* [Exercise requirements]: Retype each entry exactly. Skip any pictures.

[Records drawn from a dataset]
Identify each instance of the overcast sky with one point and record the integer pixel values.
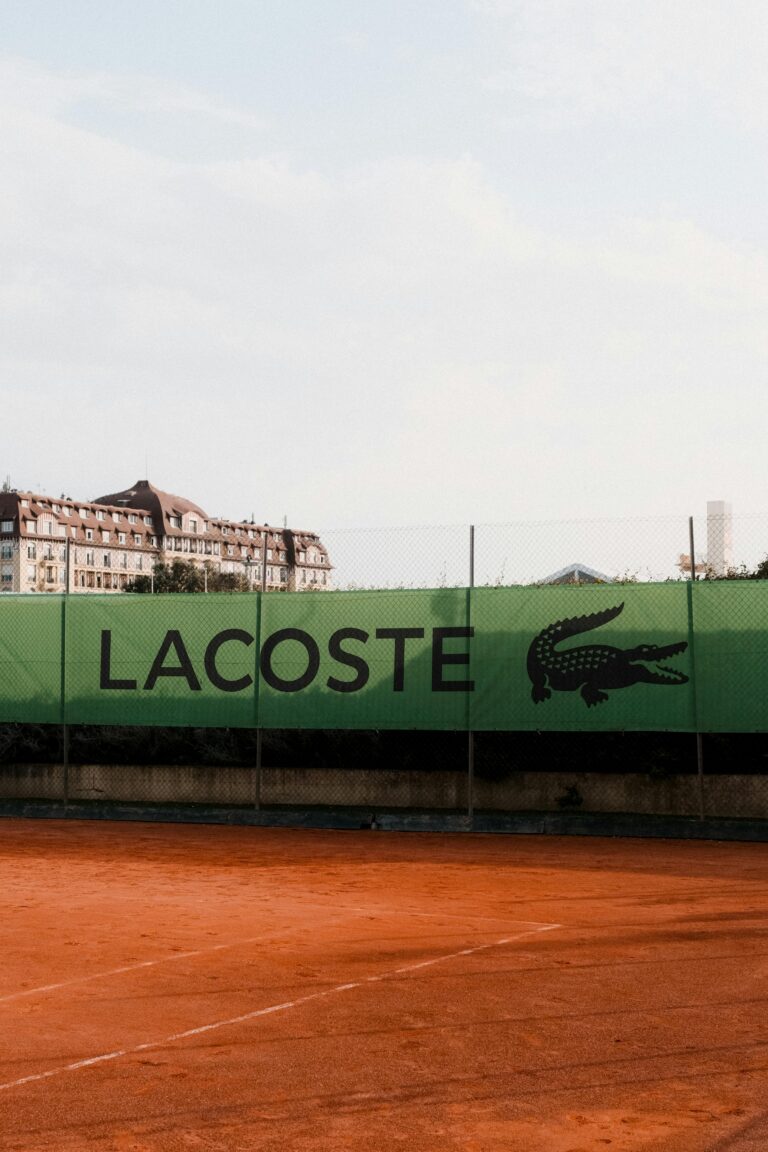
(375, 262)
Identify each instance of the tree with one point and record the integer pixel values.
(184, 576)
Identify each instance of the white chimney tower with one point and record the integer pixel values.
(720, 537)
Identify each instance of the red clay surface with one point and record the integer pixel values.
(421, 997)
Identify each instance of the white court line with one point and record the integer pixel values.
(280, 933)
(266, 1012)
(241, 944)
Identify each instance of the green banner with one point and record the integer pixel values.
(646, 657)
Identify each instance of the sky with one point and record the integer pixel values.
(403, 263)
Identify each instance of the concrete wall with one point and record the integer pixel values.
(725, 796)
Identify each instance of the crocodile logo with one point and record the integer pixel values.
(593, 667)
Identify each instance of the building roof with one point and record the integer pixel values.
(577, 574)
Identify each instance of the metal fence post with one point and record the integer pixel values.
(259, 730)
(65, 726)
(470, 733)
(699, 742)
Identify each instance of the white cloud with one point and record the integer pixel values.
(390, 341)
(570, 61)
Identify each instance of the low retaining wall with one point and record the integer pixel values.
(739, 796)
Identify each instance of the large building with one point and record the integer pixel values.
(103, 545)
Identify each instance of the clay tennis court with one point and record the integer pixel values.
(188, 987)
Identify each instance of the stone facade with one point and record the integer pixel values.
(103, 545)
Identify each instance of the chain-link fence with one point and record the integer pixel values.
(702, 771)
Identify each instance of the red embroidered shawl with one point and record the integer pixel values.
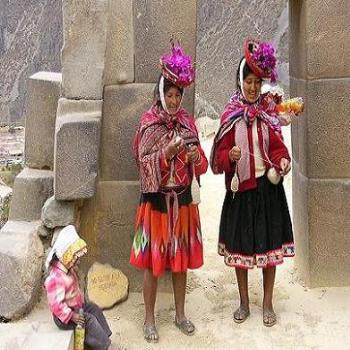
(156, 129)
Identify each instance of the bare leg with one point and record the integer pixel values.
(269, 317)
(150, 284)
(179, 285)
(242, 279)
(241, 314)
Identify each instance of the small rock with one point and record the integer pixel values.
(56, 232)
(57, 213)
(106, 286)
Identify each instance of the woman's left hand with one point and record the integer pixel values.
(285, 166)
(193, 154)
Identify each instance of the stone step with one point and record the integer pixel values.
(32, 188)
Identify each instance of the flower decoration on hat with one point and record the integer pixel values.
(261, 59)
(177, 67)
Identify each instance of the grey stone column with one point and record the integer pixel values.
(138, 34)
(320, 72)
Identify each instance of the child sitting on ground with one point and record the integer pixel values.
(64, 296)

* [Response]:
Identify each instance of the overcast sky with one point and record the integer pixel values.
(375, 262)
Identify each instance of the tree with one point and record the integer pixel values.
(184, 576)
Identify each instance of the white chimney tower with one point and record the integer pixel values.
(720, 537)
Identify each instance of the red clay surface with one point and record the integer pixel values.
(421, 997)
Identify each instance of the white court line with one point and record the integer pixel values.
(280, 933)
(266, 1012)
(241, 944)
Identify each instance of the green banner with one point and record the integer pixel values.
(646, 657)
Identify each instance of the sky with one point and record the integer pixel values.
(403, 263)
Identify each instance of the concrete wall with one point and record the integer pixel values.
(725, 796)
Identify each instance of the crocodile logo with one point and record the integer pixel values.
(593, 667)
Identify each instance of the building roof with one point and record the integer pixel values.
(577, 574)
Identify each instance of the metal fence post with one point and record the integer pixel values.
(259, 730)
(65, 726)
(470, 733)
(699, 742)
Identify each instance of the white cloud with one point and record the integer pixel values.
(390, 341)
(570, 61)
Identify each instance of the low retaining wall with one point and record the integer pixel values.
(739, 796)
Identify each instance of the large building with one point and record the integer pixel values.
(103, 545)
Identify each instance of the clay tennis court with one point and record the integer pixel values.
(188, 987)
Identify each instance of the stone facade with one point and record the integer pixel values.
(103, 545)
Identify each instance of the chain-link fence with one point and record the integer pixel values.
(702, 771)
Identify each instance of the red embroidered shawl with one point and record the integer pixel values.
(156, 129)
Identify each instance of the bare leg with one point and record the integer pixel values.
(269, 317)
(150, 284)
(179, 285)
(242, 279)
(241, 314)
Identify each instance of the small rock with one point and record the integer pixel values.
(56, 232)
(57, 213)
(106, 286)
Identify each instance of the woman's left hand with one point and record the integer pixel values.
(285, 166)
(193, 154)
Identify each instance of the stone step with one point and record the integer pixel values.
(32, 188)
Identify each instance of the flower decoration on hat with one point and record the integer pixel values.
(261, 59)
(177, 67)
Identify each instance of the grey stone column with one point and record the integer pixel values.
(138, 34)
(320, 72)
Identify each instance of the child sitting on ground with one point and record the integer pixel values.
(64, 296)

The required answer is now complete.